_JOB A_
Using the regulator cleaning text below, answer each question briefly:
(i) What is the cleaning procedure meant to remove?
(ii) What should extremely soiled or greasy parts get before the ultrasonic cleaner?
(iii) As a general rule, which parts are given the 'acid' bath?
_JOB B_
Reproduce the passage of the regulator cleaning text below from "If parts are" to "recommend following them!".

Step 4: Cleaning procedure.
There are many ways to get ALL the parts (including hose ends) cleaned but our favourite is still the use of an ultrasonic cleaner as it’s quick and highly efficient. The goal of the cleaning procedure is to remove corrosion, dirt, salt deposits and grease residues.
If parts are extremely soiled – example: a slimy inside of second stage housings - or greasy – example: spring of environmentally packed regulators -, give them a preliminary scrub with hot soapy water and a stiff brush.
We like to start off with giving the parts an ultrasonic soak in hot soapy water for about 5 to 10 minutes followed by a rinse with hot water. This first bath will take care of gross contaminants and greases. We then soak them another 5-10 minutes in a hot ultrasonic ‘acid’ bath, follow by a good rinse in hot water and a thorough drying regime. For the drying process we prefer to ‘towel’ the parts first with a microfiber cloth followed by blasting them with clean air using and air gun.
Tips & tricks:
- Recommended cleaning procedures and cleaning agents greatly vary from brand to brand and are described in the service manuals. We recommend following them!
- As a general rule of thumb, only metal parts are given and ‘acid’ bath. We recommend adjusting the time in the ultrasonic cleaner according to the state of the regulator. Example: if the regulator metal parts look like brand new out of the box with no signs of corrosion, a few minutes as opposed to 5-10 minutes in the ultrasonic cleaner will do.

_RECORDS SUPPLIED_
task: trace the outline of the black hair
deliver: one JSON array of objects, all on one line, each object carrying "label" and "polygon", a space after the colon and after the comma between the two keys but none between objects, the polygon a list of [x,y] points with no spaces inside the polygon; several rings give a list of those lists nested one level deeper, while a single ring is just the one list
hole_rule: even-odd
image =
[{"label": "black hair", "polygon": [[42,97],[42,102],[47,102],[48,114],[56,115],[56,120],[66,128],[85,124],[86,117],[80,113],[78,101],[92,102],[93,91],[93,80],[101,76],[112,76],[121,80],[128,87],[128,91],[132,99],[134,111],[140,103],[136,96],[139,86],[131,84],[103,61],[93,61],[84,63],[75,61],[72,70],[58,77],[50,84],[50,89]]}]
--
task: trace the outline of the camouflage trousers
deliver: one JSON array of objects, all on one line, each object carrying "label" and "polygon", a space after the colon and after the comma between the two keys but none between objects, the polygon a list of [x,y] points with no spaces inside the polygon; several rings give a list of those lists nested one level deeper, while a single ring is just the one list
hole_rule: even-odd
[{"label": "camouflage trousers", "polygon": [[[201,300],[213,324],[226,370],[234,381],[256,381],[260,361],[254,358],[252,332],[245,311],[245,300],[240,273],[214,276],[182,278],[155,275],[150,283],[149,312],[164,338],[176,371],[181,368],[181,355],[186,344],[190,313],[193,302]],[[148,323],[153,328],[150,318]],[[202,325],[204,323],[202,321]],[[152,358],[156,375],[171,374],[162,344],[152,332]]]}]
==
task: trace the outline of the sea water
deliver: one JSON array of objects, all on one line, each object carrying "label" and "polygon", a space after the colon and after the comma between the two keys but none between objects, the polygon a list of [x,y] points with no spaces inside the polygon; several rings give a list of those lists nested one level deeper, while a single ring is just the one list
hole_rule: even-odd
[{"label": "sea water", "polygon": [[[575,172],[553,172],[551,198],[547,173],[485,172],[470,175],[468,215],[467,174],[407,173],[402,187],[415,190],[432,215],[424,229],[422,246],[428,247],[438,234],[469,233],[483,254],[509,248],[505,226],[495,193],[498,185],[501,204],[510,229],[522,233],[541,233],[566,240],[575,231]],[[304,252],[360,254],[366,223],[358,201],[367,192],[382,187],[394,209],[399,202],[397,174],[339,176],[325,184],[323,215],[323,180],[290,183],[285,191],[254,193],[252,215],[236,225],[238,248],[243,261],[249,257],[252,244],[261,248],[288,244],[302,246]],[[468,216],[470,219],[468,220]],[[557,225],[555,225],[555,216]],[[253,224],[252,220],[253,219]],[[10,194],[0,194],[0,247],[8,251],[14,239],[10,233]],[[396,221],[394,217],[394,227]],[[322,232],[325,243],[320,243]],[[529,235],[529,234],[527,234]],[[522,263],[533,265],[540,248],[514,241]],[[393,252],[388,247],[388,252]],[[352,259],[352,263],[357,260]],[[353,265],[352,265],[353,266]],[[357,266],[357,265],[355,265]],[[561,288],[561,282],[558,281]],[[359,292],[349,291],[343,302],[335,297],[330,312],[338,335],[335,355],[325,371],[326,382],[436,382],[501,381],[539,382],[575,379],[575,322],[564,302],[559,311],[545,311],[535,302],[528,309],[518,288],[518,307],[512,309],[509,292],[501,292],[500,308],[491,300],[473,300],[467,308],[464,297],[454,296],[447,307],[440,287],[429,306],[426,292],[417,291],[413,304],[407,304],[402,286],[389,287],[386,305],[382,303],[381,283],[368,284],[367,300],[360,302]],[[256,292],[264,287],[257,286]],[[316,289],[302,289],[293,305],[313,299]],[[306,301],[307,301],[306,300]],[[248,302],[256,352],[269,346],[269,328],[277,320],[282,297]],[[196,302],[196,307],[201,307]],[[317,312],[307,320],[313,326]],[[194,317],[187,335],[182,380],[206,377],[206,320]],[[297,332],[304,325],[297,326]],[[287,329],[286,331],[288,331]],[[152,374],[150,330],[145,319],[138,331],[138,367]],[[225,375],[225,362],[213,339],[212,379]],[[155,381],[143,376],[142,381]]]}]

_WRITTEN SOLUTION A_
(i) Corrosion, dirt, salt deposits and grease residues.
(ii) A preliminary scrub with hot soapy water and a stiff brush.
(iii) Only metal parts.

_WRITTEN SOLUTION B_
If parts are extremely soiled – example: a slimy inside of second stage housings - or greasy – example: spring of environmentally packed regulators -, give them a preliminary scrub with hot soapy water and a stiff brush.
We like to start off with giving the parts an ultrasonic soak in hot soapy water for about 5 to 10 minutes followed by a rinse with hot water. This first bath will take care of gross contaminants and greases. We then soak them another 5-10 minutes in a hot ultrasonic ‘acid’ bath, follow by a good rinse in hot water and a thorough drying regime. For the drying process we prefer to ‘towel’ the parts first with a microfiber cloth followed by blasting them with clean air using and air gun.
Tips & tricks:
- Recommended cleaning procedures and cleaning agents greatly vary from brand to brand and are described in the service manuals. We recommend following them!